• [LISTING]:
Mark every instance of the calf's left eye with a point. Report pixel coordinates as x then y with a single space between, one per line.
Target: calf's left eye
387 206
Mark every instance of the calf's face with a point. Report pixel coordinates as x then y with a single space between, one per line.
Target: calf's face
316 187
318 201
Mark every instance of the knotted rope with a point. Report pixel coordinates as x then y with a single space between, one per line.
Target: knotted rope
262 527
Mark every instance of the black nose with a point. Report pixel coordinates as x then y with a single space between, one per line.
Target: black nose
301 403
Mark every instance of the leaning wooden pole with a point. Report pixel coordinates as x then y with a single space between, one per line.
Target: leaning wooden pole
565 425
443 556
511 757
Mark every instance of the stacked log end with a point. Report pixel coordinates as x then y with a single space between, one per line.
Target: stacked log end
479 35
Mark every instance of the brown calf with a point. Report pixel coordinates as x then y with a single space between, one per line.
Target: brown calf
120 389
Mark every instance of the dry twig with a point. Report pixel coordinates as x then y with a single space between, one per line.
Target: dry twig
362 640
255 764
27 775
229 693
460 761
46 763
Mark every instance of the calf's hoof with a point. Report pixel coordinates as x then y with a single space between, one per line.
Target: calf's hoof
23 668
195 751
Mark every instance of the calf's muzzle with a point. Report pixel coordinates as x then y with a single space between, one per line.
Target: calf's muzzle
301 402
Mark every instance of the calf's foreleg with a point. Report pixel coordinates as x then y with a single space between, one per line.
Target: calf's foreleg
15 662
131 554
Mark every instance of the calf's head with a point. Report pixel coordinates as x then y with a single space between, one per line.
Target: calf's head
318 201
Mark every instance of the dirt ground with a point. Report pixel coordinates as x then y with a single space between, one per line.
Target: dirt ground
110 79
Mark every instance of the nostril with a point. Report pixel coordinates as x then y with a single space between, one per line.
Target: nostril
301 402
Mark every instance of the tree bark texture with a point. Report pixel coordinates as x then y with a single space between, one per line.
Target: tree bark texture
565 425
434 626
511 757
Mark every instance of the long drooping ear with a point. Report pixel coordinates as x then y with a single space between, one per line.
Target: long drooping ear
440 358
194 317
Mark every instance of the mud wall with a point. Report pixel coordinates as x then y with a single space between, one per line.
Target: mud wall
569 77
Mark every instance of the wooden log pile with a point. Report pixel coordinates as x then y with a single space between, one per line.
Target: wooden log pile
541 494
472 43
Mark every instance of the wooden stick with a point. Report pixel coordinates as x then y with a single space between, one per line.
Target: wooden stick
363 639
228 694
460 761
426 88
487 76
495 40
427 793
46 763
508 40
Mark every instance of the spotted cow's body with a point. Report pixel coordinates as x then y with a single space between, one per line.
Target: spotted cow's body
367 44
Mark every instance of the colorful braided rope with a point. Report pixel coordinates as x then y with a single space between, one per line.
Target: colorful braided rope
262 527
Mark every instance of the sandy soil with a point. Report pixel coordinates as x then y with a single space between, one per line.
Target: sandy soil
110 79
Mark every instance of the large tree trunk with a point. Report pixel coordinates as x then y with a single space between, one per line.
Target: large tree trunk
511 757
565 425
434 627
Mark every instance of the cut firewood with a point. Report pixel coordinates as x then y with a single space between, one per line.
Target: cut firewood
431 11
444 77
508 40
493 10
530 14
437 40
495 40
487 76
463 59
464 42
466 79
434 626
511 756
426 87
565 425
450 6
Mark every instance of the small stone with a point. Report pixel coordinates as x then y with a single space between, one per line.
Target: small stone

• [EXERCISE REQUIREMENTS]: Repeat the material in full, exactly as it stands.

• [REPLY]:
Mark every instance of the calf's left eye with a point. Report pixel coordinates as x then y with a single space between, one per line.
Target: calf's left eye
387 206
Mark every instance of the calf's face with a point. Report pixel coordinates as x then y with a single space between, one per line.
Target: calf's face
316 187
318 201
Mark every instance of the knotted rope with a point. Report pixel coordinates as x then y with a single space between, one per line.
Target: knotted rope
262 527
Mark every instance of the black nose with a point. Report pixel coordinates as x then y with a single space between, one per line.
Target: black nose
301 403
Mark every instance of the leaning wooden pole with a point. Report pixel coordinates as x then y with a single space between, one per line.
Target: leaning wooden pole
565 425
443 556
511 757
Mark every instance of the stacked log end with a point. Report pixel coordinates as x then y with a single space between, one per line.
Target: stacked log end
479 35
Mark every instance of the brown calf with a point. Report pixel coordinates as x then y with a single space between, one per line.
Target: brown calf
120 389
Mark every instance of the dry twig with a point. Report pixel coordinates as x then y with a single space between, one per line.
Target: dry twig
362 640
255 764
27 775
229 693
460 761
46 763
Mark every instance of the calf's hoof with a point. Report pixel coordinates as x then y with a single space between, one per line.
Target: calf's hoof
23 668
195 751
Mark every instance of the calf's muzzle with a point. Report pixel coordinates as x then y with a single space between, one per line.
Target: calf's muzzle
301 402
Mark every instance of the calf's foreleg with a point. Report pixel coordinates as x then y with a single space between, one per line.
Target: calf's foreleg
15 662
131 554
Mark every instance of the calf's head with a point. Report pixel coordinates as x then y with a single space between, one per line.
Target: calf's head
318 201
Mark every instance of the dirt ground with a point. Report pixel coordinates as x then y with a single space between, one per line.
Target: dirt ground
110 79
Mark every instance of the nostril with a point. Report pixel coordinates as x then y with a single space between, one per line.
Target: nostril
301 402
Mark every instance of the tree bark texture with a point. Report pixel coordinates as x then y with a single space between, one per line.
Target: tree bark texture
565 425
434 626
511 757
Mark every instance of the long drooping ear with a point. Report pixel coordinates as x then y with a single space between, one per line.
Target: long drooping ear
440 358
194 317
Mark every instance of the mud wall with a point. Report pixel coordinates as x then y with a single space between, one per line.
Target: mud wall
569 77
Mark every instance of the wooden log pile with a point. Report pixel coordinates as x then y with a single space between, one per line.
Target: wooden log pile
541 494
472 43
Mark every instance of the wooden stick with a point. Report pixel coordinates as x then y with a single space between, one per line.
Target: wooden stick
363 639
228 694
460 761
426 88
487 76
495 40
427 793
46 763
508 40
Mark every instance of the spotted cow's body with a point. Report pixel coordinates as x then y with a single space between, one per line.
Target: spotted cow's body
367 44
Mark every instance of the colorful braided rope with a point. Report pixel coordinates as x then y with a single space between, one per line.
Target: colorful braided rope
262 527
Mark every instance of the sandy soil with a point. Report pixel coordinates as x then y with a single space between, one per line.
Target: sandy soil
110 79
Mark every instance of the large tree trunk with a point. Report pixel coordinates as x then y with a single space between, one per line.
Target: large tree trunk
511 757
565 425
434 627
Mark every instance of the cut firewood with a point. Report pixel coordinates as x then y with a single space between, one per line.
Target: cut firewood
431 11
444 77
508 40
493 10
530 14
437 40
495 40
487 76
463 59
464 42
466 79
434 626
511 756
426 87
565 425
450 6
Mark every instance of the small stone with a point. Report pixel coordinates as x then y with a single space between, one per line.
Target: small stone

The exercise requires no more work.